### Exercise:
Copy out the material below line for line with no changes, omitting the pictures.

Excerpts from point annotation data:
++++++++++++++++++++

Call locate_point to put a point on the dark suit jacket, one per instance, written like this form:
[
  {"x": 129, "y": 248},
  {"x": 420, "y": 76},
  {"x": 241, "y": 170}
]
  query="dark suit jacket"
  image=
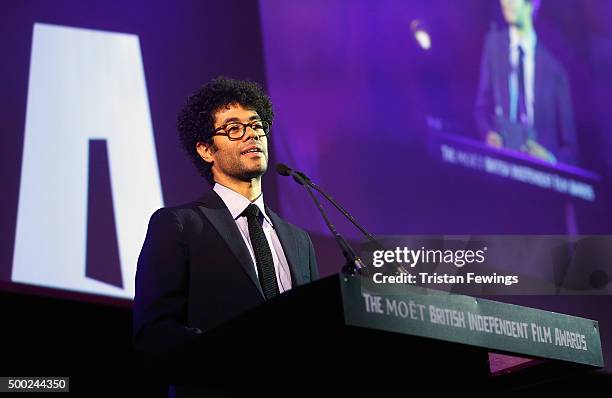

++++++++++++++++++++

### Full solution:
Call locate_point to put a point on the dark suit jacket, one per instance, written like this form:
[
  {"x": 129, "y": 248},
  {"x": 420, "y": 76},
  {"x": 241, "y": 170}
]
  query="dark suit jacket"
  image=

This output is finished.